#### [Your goal]
Go through the data and copy each line where the string "shirt" appears.

#### [Record extracts]
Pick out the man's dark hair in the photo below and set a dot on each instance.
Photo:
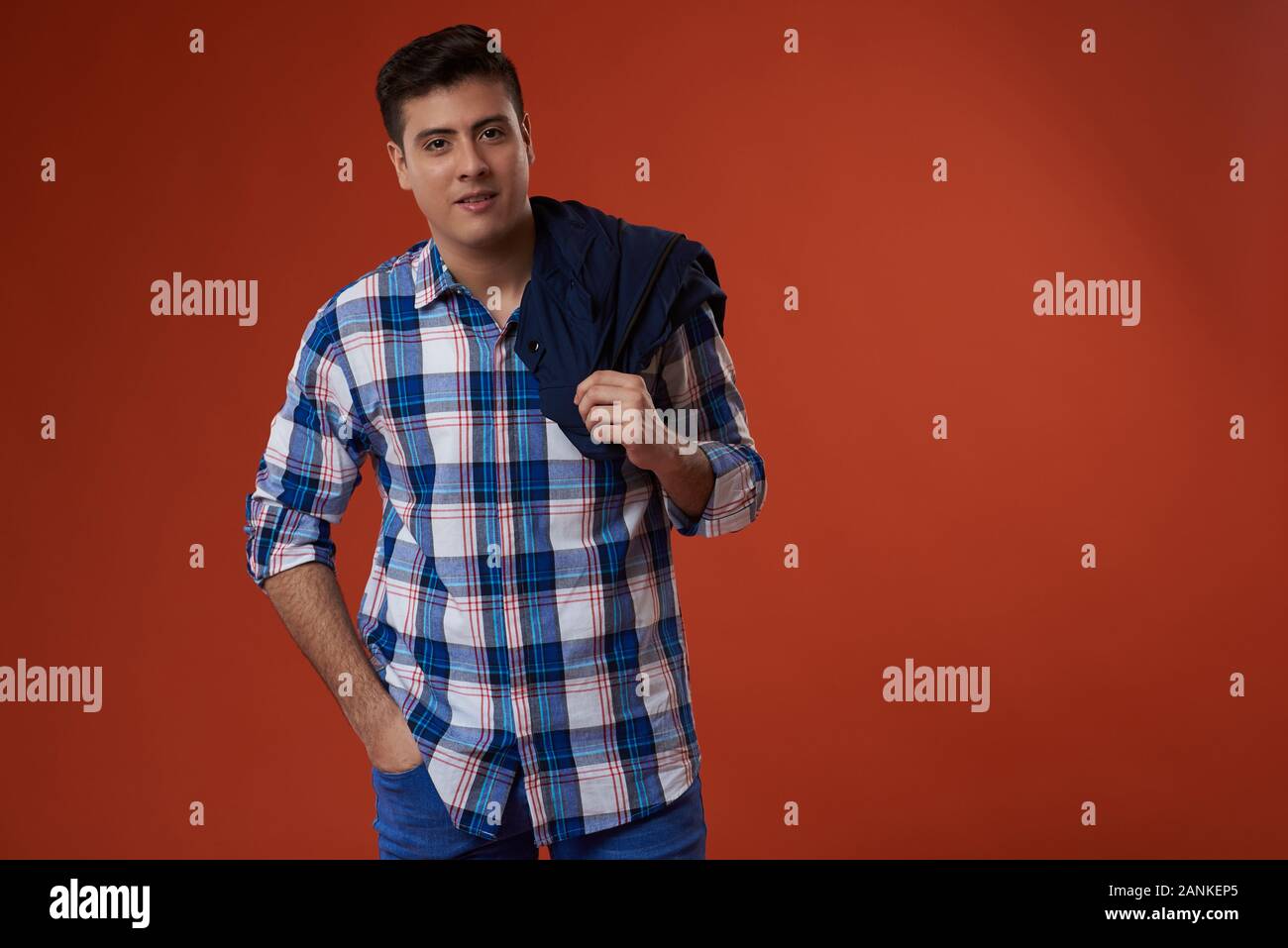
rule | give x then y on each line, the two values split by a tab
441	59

---

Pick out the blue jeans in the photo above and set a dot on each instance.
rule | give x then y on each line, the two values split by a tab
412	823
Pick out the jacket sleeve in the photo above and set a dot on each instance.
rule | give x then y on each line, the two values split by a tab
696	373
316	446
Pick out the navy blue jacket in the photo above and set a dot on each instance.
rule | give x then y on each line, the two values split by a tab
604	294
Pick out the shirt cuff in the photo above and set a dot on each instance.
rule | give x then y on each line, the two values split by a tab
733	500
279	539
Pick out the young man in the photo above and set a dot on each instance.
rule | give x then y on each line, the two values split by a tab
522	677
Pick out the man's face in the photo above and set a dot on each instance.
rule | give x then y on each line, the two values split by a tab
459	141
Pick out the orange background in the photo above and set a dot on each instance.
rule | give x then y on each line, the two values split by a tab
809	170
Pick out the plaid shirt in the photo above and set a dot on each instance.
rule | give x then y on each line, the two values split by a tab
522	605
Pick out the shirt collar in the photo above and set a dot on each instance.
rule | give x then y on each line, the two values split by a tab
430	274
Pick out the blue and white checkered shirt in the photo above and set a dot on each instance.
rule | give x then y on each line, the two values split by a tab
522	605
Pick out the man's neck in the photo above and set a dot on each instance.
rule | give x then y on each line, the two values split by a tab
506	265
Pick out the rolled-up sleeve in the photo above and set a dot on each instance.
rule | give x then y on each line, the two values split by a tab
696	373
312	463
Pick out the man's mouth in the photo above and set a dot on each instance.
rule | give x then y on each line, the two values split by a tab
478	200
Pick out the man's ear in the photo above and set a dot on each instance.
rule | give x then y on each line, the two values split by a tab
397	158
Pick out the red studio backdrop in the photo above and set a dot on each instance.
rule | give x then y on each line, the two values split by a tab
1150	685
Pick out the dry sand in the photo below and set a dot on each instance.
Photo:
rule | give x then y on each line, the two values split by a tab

---

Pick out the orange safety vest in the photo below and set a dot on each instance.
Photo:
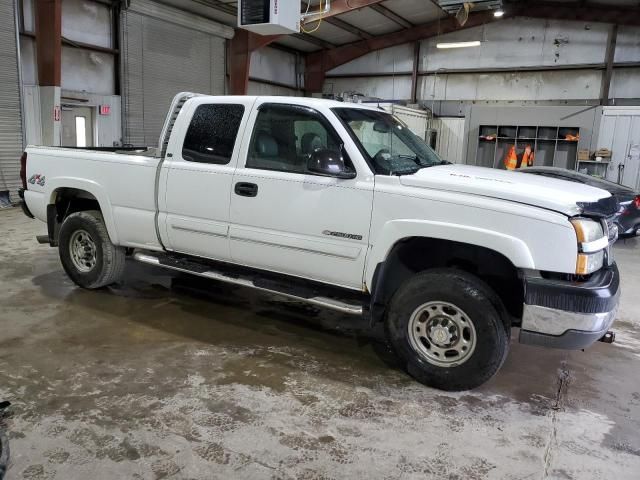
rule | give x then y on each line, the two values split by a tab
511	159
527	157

#### [Finished task]
Pick out the shirt cuff in the photo above and set a dot on each instance.
Pick out the plaid shirt in the photo above and set a dot on each instance.
Pick out the shirt collar in the photo above and set a dot on each instance.
Pick out the blue and white checkered shirt in the photo above and set a dot on each instance.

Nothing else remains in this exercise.